▸ **EXERCISE PROMPT**:
Find the lines of the records in which the word "brackets" appears and report how many there are, as a number alone.

▸ **RECORDS SHOWN**:

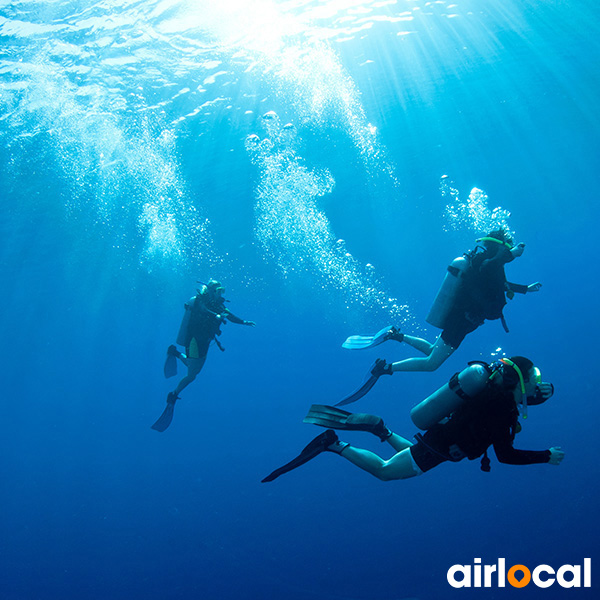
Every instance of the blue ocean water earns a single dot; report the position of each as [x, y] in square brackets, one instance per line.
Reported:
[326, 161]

--

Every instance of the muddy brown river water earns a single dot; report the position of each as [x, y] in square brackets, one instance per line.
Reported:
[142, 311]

▸ **WRITTEN REPLY**:
2